## Problem details
Convert the items below, from the line with "target: ceiling air vent" up to and including the line with "341 356 L 80", into a two-column CSV with the columns instruction and response and one row per item. Place each item's text and its answer in their own quoted fields, replacing line breaks with spaces.

Records from an annotation dataset
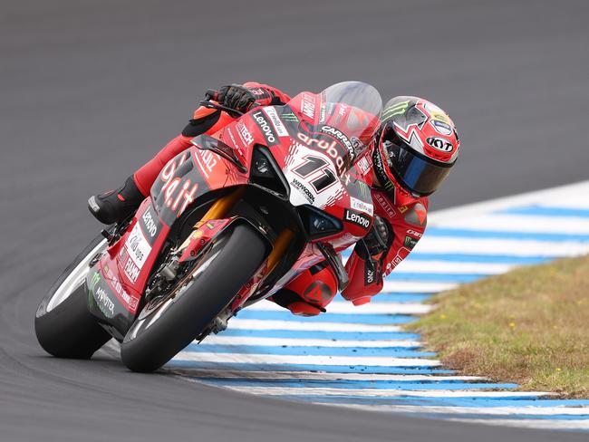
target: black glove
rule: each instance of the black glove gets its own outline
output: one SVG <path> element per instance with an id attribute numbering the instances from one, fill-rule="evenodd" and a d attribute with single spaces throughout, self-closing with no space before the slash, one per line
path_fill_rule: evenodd
<path id="1" fill-rule="evenodd" d="M 219 89 L 217 100 L 219 104 L 235 109 L 240 112 L 249 110 L 256 97 L 251 91 L 240 84 L 230 84 Z"/>
<path id="2" fill-rule="evenodd" d="M 372 228 L 362 240 L 366 245 L 368 254 L 371 256 L 376 256 L 384 252 L 389 245 L 389 236 L 387 222 L 378 215 L 375 215 Z"/>

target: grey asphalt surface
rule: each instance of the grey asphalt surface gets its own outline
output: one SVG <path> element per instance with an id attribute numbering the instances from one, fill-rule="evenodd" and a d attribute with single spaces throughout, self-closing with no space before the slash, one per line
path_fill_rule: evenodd
<path id="1" fill-rule="evenodd" d="M 586 440 L 243 396 L 132 374 L 104 351 L 60 360 L 33 320 L 100 228 L 86 198 L 178 133 L 209 87 L 353 79 L 439 104 L 464 154 L 433 208 L 586 179 L 587 19 L 584 0 L 1 2 L 0 440 Z"/>

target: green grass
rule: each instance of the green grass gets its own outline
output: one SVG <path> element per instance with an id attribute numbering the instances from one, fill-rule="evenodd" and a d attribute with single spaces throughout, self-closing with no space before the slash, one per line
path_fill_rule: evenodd
<path id="1" fill-rule="evenodd" d="M 436 295 L 408 329 L 463 374 L 589 398 L 589 256 L 523 267 Z"/>

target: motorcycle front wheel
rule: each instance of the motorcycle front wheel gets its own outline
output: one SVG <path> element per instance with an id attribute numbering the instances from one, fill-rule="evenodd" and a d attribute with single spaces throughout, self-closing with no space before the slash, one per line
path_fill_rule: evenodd
<path id="1" fill-rule="evenodd" d="M 189 277 L 159 303 L 146 305 L 121 345 L 131 370 L 153 371 L 187 347 L 229 304 L 266 256 L 266 244 L 251 226 L 222 234 Z"/>
<path id="2" fill-rule="evenodd" d="M 90 263 L 106 247 L 104 236 L 94 238 L 41 301 L 34 317 L 34 332 L 41 347 L 49 354 L 88 359 L 111 339 L 89 312 L 85 290 Z"/>

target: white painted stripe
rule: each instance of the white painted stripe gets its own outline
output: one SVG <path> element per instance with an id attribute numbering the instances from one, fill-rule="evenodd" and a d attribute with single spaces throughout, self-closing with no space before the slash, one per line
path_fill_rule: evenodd
<path id="1" fill-rule="evenodd" d="M 422 303 L 377 303 L 354 305 L 347 301 L 334 301 L 327 307 L 330 313 L 346 314 L 424 314 L 431 310 L 430 305 Z M 285 308 L 270 301 L 262 301 L 247 307 L 247 310 L 258 312 L 285 312 Z M 362 321 L 362 318 L 358 318 Z"/>
<path id="2" fill-rule="evenodd" d="M 302 321 L 266 321 L 257 319 L 233 318 L 229 327 L 239 330 L 293 330 L 300 332 L 402 332 L 399 325 L 378 325 L 343 322 L 304 322 Z"/>
<path id="3" fill-rule="evenodd" d="M 323 389 L 313 387 L 246 387 L 224 386 L 242 393 L 265 396 L 362 396 L 370 398 L 524 398 L 551 396 L 538 391 L 480 391 L 470 389 Z"/>
<path id="4" fill-rule="evenodd" d="M 588 223 L 589 224 L 589 223 Z M 442 258 L 443 259 L 443 258 Z M 513 264 L 497 263 L 454 263 L 450 261 L 401 261 L 394 272 L 411 274 L 499 274 L 514 268 Z"/>
<path id="5" fill-rule="evenodd" d="M 512 197 L 490 199 L 480 203 L 468 204 L 459 207 L 439 210 L 428 215 L 428 225 L 437 226 L 437 223 L 452 222 L 452 220 L 470 218 L 481 214 L 488 214 L 509 207 L 531 204 L 545 204 L 550 201 L 550 206 L 561 205 L 564 207 L 587 208 L 589 202 L 583 201 L 579 195 L 589 195 L 589 181 L 560 186 L 545 190 L 538 190 Z M 554 204 L 553 204 L 554 202 Z"/>
<path id="6" fill-rule="evenodd" d="M 435 226 L 493 232 L 525 232 L 526 234 L 589 234 L 587 218 L 571 216 L 522 216 L 488 214 L 483 216 L 454 219 L 451 222 L 439 222 L 435 224 Z"/>
<path id="7" fill-rule="evenodd" d="M 558 420 L 558 419 L 461 419 L 450 418 L 453 422 L 469 424 L 500 425 L 502 427 L 519 427 L 538 429 L 588 429 L 589 419 Z M 555 440 L 558 440 L 555 437 Z"/>
<path id="8" fill-rule="evenodd" d="M 372 367 L 436 367 L 439 360 L 420 358 L 391 358 L 379 356 L 322 356 L 256 353 L 209 353 L 180 351 L 177 361 L 228 362 L 246 364 L 304 364 L 304 365 L 367 365 Z"/>
<path id="9" fill-rule="evenodd" d="M 315 402 L 323 405 L 338 405 L 349 408 L 369 411 L 431 413 L 431 414 L 481 414 L 489 416 L 536 415 L 536 416 L 589 416 L 589 407 L 435 407 L 430 405 L 359 405 Z"/>
<path id="10" fill-rule="evenodd" d="M 391 380 L 405 382 L 448 380 L 473 382 L 485 380 L 478 376 L 435 376 L 423 374 L 327 373 L 324 371 L 248 371 L 237 370 L 190 369 L 192 378 L 300 380 Z"/>
<path id="11" fill-rule="evenodd" d="M 196 341 L 195 341 L 196 342 Z M 262 345 L 268 347 L 353 347 L 353 348 L 391 348 L 419 347 L 419 341 L 345 341 L 331 339 L 298 339 L 298 338 L 261 338 L 255 336 L 219 336 L 213 335 L 205 339 L 200 345 Z"/>
<path id="12" fill-rule="evenodd" d="M 415 251 L 509 256 L 578 256 L 589 253 L 589 243 L 426 235 L 417 244 Z"/>
<path id="13" fill-rule="evenodd" d="M 419 281 L 391 281 L 384 280 L 383 293 L 435 293 L 451 290 L 458 284 L 456 283 L 421 283 Z"/>

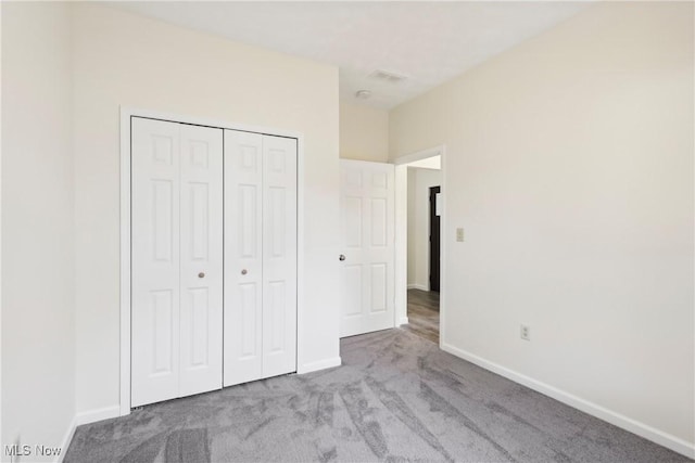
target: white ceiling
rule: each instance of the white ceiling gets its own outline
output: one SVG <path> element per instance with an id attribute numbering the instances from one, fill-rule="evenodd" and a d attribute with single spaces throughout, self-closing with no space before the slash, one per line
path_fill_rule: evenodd
<path id="1" fill-rule="evenodd" d="M 110 5 L 340 67 L 341 99 L 391 108 L 548 29 L 586 1 L 235 2 Z M 388 83 L 376 69 L 408 78 Z"/>

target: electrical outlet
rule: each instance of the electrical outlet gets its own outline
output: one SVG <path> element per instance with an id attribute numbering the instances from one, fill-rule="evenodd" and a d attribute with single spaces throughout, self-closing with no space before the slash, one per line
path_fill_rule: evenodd
<path id="1" fill-rule="evenodd" d="M 17 437 L 14 438 L 13 447 L 14 449 L 12 449 L 12 452 L 10 454 L 10 463 L 18 463 L 20 455 L 22 453 L 22 434 L 17 434 Z"/>
<path id="2" fill-rule="evenodd" d="M 522 324 L 519 331 L 519 335 L 523 340 L 531 340 L 531 326 Z"/>

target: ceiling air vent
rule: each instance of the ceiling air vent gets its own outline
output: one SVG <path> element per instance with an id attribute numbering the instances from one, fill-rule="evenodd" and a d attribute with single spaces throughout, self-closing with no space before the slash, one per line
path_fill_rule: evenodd
<path id="1" fill-rule="evenodd" d="M 374 73 L 369 74 L 369 77 L 374 77 L 375 79 L 383 80 L 384 82 L 389 83 L 397 83 L 407 79 L 407 76 L 383 69 L 375 70 Z"/>

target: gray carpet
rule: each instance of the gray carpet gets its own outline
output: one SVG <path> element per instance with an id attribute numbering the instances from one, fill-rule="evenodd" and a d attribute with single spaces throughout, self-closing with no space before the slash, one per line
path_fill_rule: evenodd
<path id="1" fill-rule="evenodd" d="M 341 356 L 80 426 L 65 461 L 692 461 L 403 330 L 343 339 Z"/>

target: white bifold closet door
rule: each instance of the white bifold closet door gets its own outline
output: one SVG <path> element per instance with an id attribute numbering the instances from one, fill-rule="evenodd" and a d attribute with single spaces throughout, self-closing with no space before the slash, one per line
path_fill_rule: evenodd
<path id="1" fill-rule="evenodd" d="M 296 150 L 225 130 L 225 386 L 296 370 Z"/>
<path id="2" fill-rule="evenodd" d="M 222 387 L 223 130 L 131 119 L 131 407 Z"/>

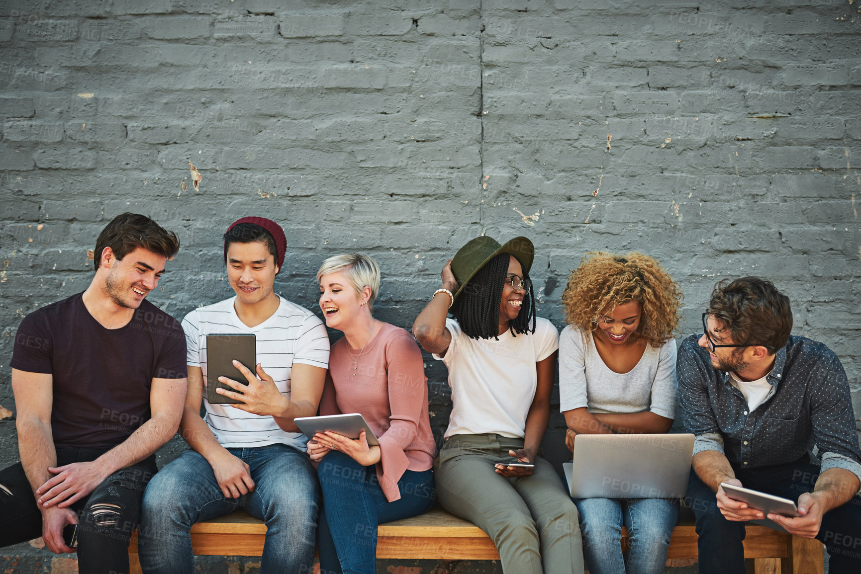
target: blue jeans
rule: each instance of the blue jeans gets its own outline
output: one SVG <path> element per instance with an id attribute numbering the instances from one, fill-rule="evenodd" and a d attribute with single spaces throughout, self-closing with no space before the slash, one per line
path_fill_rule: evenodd
<path id="1" fill-rule="evenodd" d="M 795 502 L 802 493 L 813 491 L 820 472 L 816 465 L 802 462 L 745 470 L 733 465 L 733 470 L 742 486 Z M 741 541 L 745 538 L 745 523 L 723 517 L 717 508 L 715 492 L 700 480 L 693 469 L 684 502 L 697 518 L 699 571 L 744 574 Z M 861 497 L 852 497 L 842 506 L 825 513 L 816 540 L 828 549 L 830 574 L 861 572 Z"/>
<path id="2" fill-rule="evenodd" d="M 282 444 L 227 450 L 251 467 L 255 487 L 247 495 L 225 498 L 209 463 L 194 450 L 150 481 L 139 531 L 145 572 L 191 572 L 191 526 L 240 507 L 266 523 L 261 571 L 311 571 L 319 491 L 307 454 Z"/>
<path id="3" fill-rule="evenodd" d="M 660 574 L 678 518 L 666 498 L 574 498 L 592 574 Z M 628 528 L 628 554 L 622 553 L 622 527 Z"/>
<path id="4" fill-rule="evenodd" d="M 400 498 L 390 503 L 375 466 L 338 451 L 323 457 L 317 476 L 325 509 L 317 527 L 320 574 L 375 574 L 377 524 L 421 514 L 437 497 L 430 469 L 405 471 L 398 481 Z"/>

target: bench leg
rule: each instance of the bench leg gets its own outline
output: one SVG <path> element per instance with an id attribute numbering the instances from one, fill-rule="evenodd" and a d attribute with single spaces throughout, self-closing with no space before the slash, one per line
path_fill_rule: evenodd
<path id="1" fill-rule="evenodd" d="M 790 536 L 786 545 L 788 558 L 780 560 L 782 574 L 823 574 L 825 565 L 821 542 Z"/>
<path id="2" fill-rule="evenodd" d="M 781 574 L 780 559 L 758 558 L 753 560 L 756 574 Z"/>
<path id="3" fill-rule="evenodd" d="M 140 560 L 138 559 L 137 547 L 128 550 L 128 574 L 144 574 L 140 569 Z"/>

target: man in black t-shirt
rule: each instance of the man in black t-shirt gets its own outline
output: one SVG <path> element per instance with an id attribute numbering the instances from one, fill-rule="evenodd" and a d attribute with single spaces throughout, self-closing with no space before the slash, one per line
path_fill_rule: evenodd
<path id="1" fill-rule="evenodd" d="M 41 535 L 55 553 L 75 552 L 77 525 L 79 571 L 128 572 L 154 453 L 185 398 L 182 327 L 144 300 L 178 250 L 150 218 L 118 215 L 96 242 L 87 290 L 21 322 L 11 361 L 21 462 L 0 471 L 0 546 Z"/>

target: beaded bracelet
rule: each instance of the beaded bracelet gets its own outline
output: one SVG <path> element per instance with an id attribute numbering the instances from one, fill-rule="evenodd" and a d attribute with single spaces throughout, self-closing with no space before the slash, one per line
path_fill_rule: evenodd
<path id="1" fill-rule="evenodd" d="M 455 304 L 455 296 L 452 295 L 451 292 L 449 291 L 448 289 L 437 289 L 436 291 L 433 292 L 433 295 L 430 296 L 430 299 L 436 297 L 437 293 L 444 293 L 446 295 L 451 298 L 451 302 L 449 303 L 449 308 L 451 309 L 451 306 Z"/>

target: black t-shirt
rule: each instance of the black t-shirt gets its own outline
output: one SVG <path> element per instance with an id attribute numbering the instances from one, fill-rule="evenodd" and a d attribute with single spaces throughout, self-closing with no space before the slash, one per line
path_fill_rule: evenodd
<path id="1" fill-rule="evenodd" d="M 11 367 L 50 373 L 54 446 L 111 448 L 149 420 L 152 379 L 186 376 L 179 322 L 149 301 L 120 329 L 105 329 L 77 293 L 21 322 Z"/>

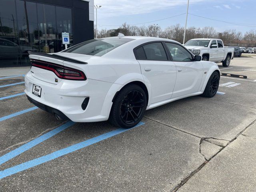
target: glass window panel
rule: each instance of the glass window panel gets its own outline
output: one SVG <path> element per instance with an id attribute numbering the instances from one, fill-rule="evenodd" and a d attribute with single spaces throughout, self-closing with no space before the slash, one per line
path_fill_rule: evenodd
<path id="1" fill-rule="evenodd" d="M 58 52 L 58 46 L 54 44 L 57 40 L 55 6 L 38 3 L 37 14 L 40 51 Z"/>
<path id="2" fill-rule="evenodd" d="M 173 61 L 187 62 L 193 60 L 191 54 L 180 45 L 171 43 L 166 43 Z"/>
<path id="3" fill-rule="evenodd" d="M 19 42 L 22 65 L 30 65 L 28 51 L 39 51 L 38 26 L 35 3 L 16 0 Z"/>
<path id="4" fill-rule="evenodd" d="M 0 0 L 0 67 L 20 65 L 14 0 Z"/>
<path id="5" fill-rule="evenodd" d="M 57 31 L 58 33 L 58 51 L 65 49 L 62 44 L 61 33 L 69 33 L 70 43 L 68 47 L 73 46 L 73 33 L 72 31 L 72 13 L 71 9 L 62 7 L 56 7 Z"/>
<path id="6" fill-rule="evenodd" d="M 150 60 L 167 60 L 167 56 L 161 43 L 153 43 L 143 46 L 147 59 Z"/>

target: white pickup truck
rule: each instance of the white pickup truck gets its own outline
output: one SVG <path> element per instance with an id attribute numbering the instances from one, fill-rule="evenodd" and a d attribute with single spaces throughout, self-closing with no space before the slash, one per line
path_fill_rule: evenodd
<path id="1" fill-rule="evenodd" d="M 234 48 L 224 47 L 221 39 L 193 39 L 184 46 L 194 55 L 202 56 L 202 60 L 222 62 L 224 67 L 228 66 L 234 57 Z"/>

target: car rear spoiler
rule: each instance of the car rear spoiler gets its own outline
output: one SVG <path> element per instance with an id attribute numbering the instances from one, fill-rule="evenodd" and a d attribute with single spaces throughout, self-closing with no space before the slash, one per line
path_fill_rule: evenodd
<path id="1" fill-rule="evenodd" d="M 87 64 L 88 63 L 84 62 L 83 61 L 79 61 L 76 59 L 68 58 L 68 57 L 60 56 L 60 55 L 56 55 L 55 54 L 48 54 L 47 53 L 41 53 L 40 52 L 35 52 L 34 51 L 28 51 L 28 54 L 30 55 L 36 55 L 40 56 L 44 56 L 45 57 L 50 57 L 51 58 L 54 58 L 54 59 L 60 59 L 66 61 L 69 61 L 75 63 L 78 63 L 79 64 Z"/>

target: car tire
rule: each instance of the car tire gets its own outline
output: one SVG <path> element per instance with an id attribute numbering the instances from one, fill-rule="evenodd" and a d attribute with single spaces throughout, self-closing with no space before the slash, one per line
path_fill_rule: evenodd
<path id="1" fill-rule="evenodd" d="M 217 72 L 214 71 L 209 78 L 202 96 L 209 98 L 213 97 L 218 91 L 220 75 Z"/>
<path id="2" fill-rule="evenodd" d="M 113 101 L 109 121 L 118 127 L 129 128 L 140 122 L 147 107 L 147 97 L 138 85 L 131 84 L 123 88 Z"/>
<path id="3" fill-rule="evenodd" d="M 208 61 L 208 57 L 207 56 L 204 56 L 202 58 L 202 61 Z"/>
<path id="4" fill-rule="evenodd" d="M 222 62 L 222 66 L 224 67 L 228 67 L 230 63 L 230 56 L 229 55 L 227 55 L 226 59 Z"/>

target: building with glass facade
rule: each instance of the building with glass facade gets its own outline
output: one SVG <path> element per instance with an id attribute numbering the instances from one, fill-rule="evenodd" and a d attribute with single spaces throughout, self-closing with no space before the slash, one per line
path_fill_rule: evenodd
<path id="1" fill-rule="evenodd" d="M 58 52 L 94 38 L 94 0 L 0 0 L 0 67 L 30 65 L 28 51 Z"/>

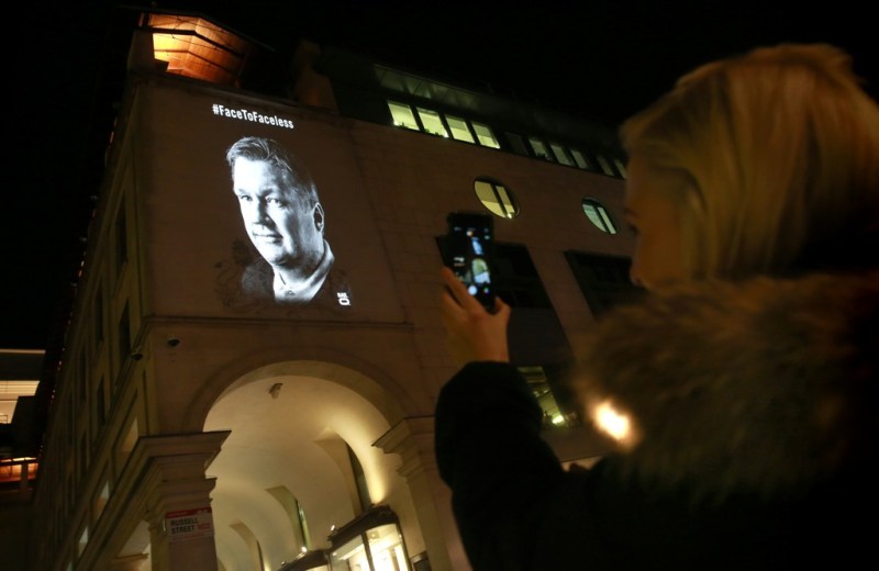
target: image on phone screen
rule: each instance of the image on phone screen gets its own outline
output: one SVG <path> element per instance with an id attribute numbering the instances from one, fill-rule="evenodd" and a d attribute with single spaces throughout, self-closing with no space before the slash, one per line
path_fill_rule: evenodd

## Problem solution
instruction,response
"target: ceiling air vent rule: each instance of the ceiling air vent gets its own outline output: one SVG <path> element per instance with an id attribute numbering the instances from one, fill-rule=""evenodd"" and a d attribute with single spaces throughout, self-closing with no space before the slash, one per line path_fill_rule: evenodd","<path id=""1"" fill-rule=""evenodd"" d=""M 374 73 L 369 74 L 369 77 L 374 77 L 375 79 L 383 80 L 384 82 L 389 83 L 397 83 L 407 79 L 407 76 L 383 69 L 375 70 Z""/>"
"target: gray carpet rule: each instance of the gray carpet gets its own outline output: one SVG <path> element per instance with an id attribute numbering the instances from one, fill-rule=""evenodd"" and a d attribute with single spaces throughout, self-closing with no space before the slash, one per line path_fill_rule: evenodd","<path id=""1"" fill-rule=""evenodd"" d=""M 341 356 L 80 426 L 65 461 L 692 461 L 403 330 L 343 339 Z""/>"